STATED TASK
Scale the listing from the line with "Where can the gravel" to the line with "x=1183, y=574", giving every line again with the requests included and multiplying each x and y coordinate in the answers by 1.25, rounded to whole numbers with halves going up. Leave the numbers in the requests and their format samples unchanged.

(Dataset listing of object locations)
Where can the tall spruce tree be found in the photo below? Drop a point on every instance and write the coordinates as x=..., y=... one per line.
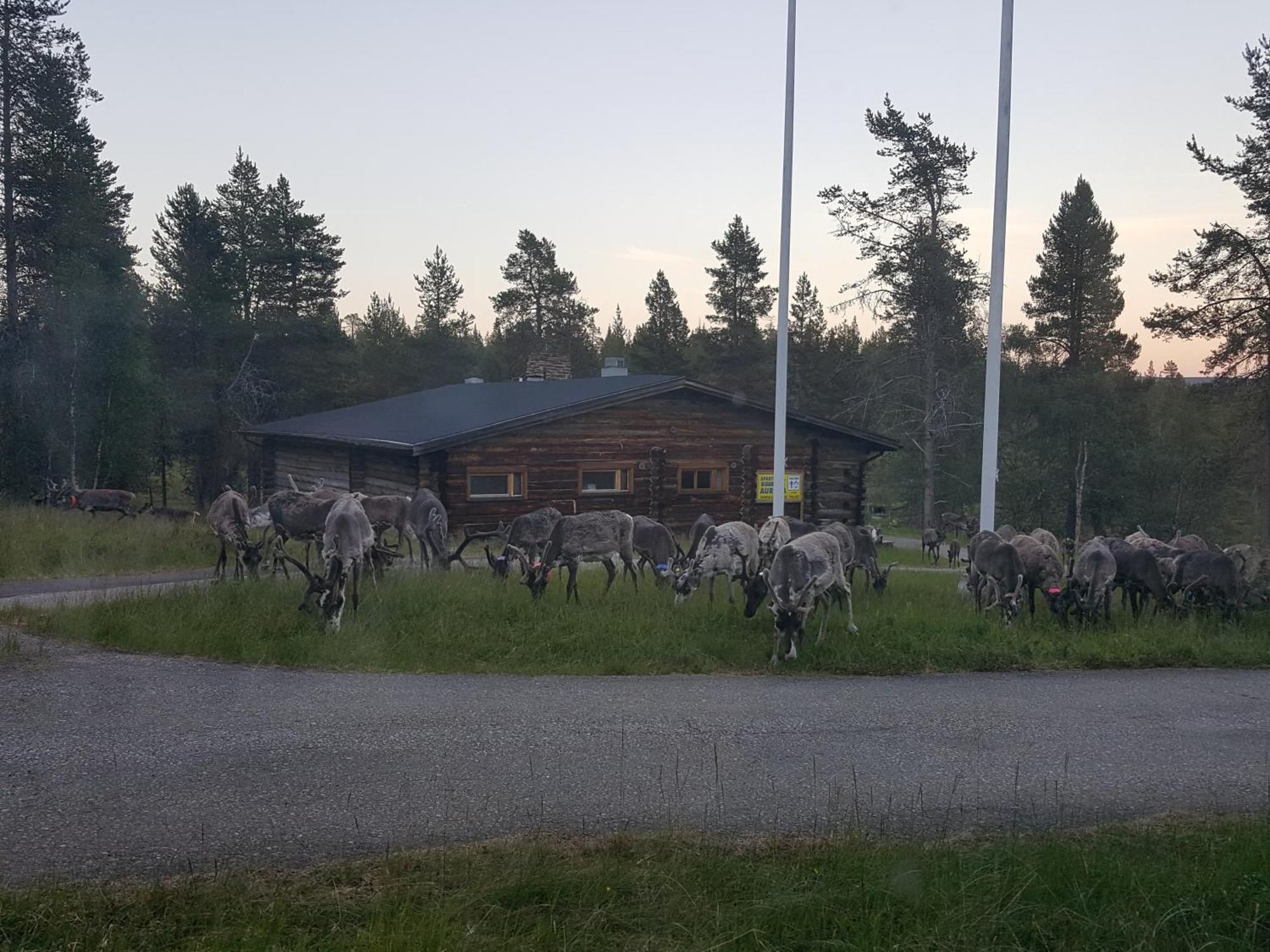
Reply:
x=660, y=345
x=1076, y=295
x=542, y=309
x=440, y=294
x=617, y=340
x=241, y=209
x=1227, y=275
x=1075, y=304
x=921, y=282
x=737, y=298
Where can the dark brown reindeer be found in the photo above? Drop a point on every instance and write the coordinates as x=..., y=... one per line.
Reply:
x=104, y=501
x=228, y=520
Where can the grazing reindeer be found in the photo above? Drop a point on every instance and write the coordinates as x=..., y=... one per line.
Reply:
x=349, y=546
x=998, y=572
x=699, y=529
x=867, y=558
x=932, y=543
x=803, y=576
x=774, y=534
x=300, y=517
x=431, y=526
x=605, y=538
x=528, y=535
x=228, y=521
x=1048, y=539
x=1043, y=572
x=1139, y=576
x=1206, y=578
x=656, y=546
x=392, y=512
x=756, y=588
x=1092, y=582
x=730, y=550
x=104, y=501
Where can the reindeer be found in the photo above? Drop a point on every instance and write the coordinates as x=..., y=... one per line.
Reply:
x=1137, y=573
x=932, y=543
x=524, y=540
x=996, y=571
x=104, y=501
x=606, y=538
x=1043, y=572
x=656, y=546
x=1092, y=581
x=1205, y=578
x=699, y=527
x=349, y=545
x=730, y=550
x=431, y=526
x=391, y=512
x=805, y=574
x=774, y=534
x=227, y=519
x=867, y=558
x=756, y=588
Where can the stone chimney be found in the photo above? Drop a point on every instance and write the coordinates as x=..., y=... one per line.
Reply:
x=547, y=365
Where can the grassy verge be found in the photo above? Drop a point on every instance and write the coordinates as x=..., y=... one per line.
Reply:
x=469, y=623
x=37, y=543
x=1161, y=888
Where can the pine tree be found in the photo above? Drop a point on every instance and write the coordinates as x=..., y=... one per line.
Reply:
x=1076, y=295
x=300, y=260
x=440, y=294
x=617, y=341
x=31, y=36
x=1229, y=271
x=543, y=309
x=660, y=345
x=241, y=209
x=921, y=280
x=739, y=298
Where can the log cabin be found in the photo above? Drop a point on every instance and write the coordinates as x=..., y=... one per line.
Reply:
x=661, y=446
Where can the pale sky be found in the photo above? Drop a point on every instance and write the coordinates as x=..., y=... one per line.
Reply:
x=631, y=133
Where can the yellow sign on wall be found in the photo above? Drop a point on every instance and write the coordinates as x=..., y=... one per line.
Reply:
x=768, y=483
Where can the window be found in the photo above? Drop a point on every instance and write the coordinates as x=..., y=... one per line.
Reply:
x=496, y=484
x=605, y=482
x=704, y=478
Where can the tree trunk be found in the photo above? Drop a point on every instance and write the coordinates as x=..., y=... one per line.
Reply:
x=929, y=453
x=11, y=232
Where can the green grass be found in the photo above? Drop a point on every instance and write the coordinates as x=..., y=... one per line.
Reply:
x=1182, y=887
x=471, y=623
x=37, y=543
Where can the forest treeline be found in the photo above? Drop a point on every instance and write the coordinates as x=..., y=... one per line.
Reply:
x=107, y=379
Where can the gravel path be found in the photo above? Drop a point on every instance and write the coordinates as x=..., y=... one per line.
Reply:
x=129, y=765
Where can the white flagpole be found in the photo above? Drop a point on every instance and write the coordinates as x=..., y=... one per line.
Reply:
x=993, y=376
x=783, y=300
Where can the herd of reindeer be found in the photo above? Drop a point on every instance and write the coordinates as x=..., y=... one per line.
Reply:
x=797, y=567
x=1183, y=574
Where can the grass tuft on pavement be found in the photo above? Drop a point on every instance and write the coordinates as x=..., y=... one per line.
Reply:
x=1182, y=887
x=469, y=623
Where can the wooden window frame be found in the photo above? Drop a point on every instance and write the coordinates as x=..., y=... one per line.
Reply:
x=608, y=466
x=697, y=466
x=510, y=472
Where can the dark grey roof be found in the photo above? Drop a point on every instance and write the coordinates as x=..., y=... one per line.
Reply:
x=460, y=413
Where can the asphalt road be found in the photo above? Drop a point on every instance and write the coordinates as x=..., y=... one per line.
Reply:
x=129, y=765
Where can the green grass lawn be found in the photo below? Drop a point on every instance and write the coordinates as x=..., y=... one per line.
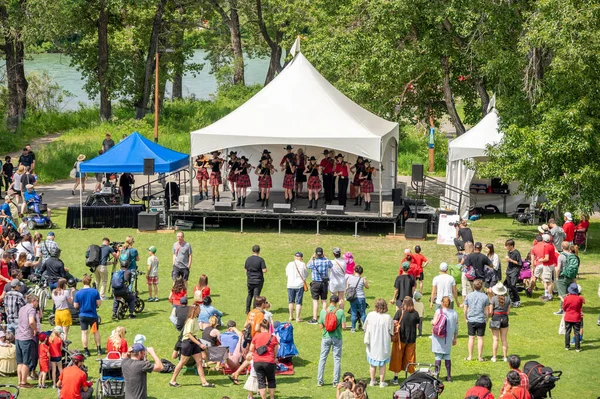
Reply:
x=221, y=253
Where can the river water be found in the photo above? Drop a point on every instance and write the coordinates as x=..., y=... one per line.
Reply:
x=200, y=86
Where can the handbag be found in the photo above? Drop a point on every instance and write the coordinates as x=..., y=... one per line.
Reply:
x=303, y=280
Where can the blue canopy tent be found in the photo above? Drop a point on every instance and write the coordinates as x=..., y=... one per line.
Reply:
x=128, y=157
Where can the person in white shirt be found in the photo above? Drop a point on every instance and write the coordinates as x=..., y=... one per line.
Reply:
x=296, y=273
x=443, y=285
x=337, y=276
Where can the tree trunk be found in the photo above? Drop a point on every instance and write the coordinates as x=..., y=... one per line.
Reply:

WRITTEN ANSWER
Where can the gravel path be found in the photo above? Drop a point on every instance and write the coordinates as x=..., y=... one per line.
Reply:
x=161, y=956
Where can the white flagpole be found in the photo above? Drop a point on every instance and write the coordinates as x=..., y=... one per line.
Reply:
x=1241, y=470
x=979, y=375
Where can the herd of reindeer be found in the photo above? Drop a point on every instance and write the coordinates as x=..., y=... one per line.
Reply:
x=996, y=709
x=1479, y=718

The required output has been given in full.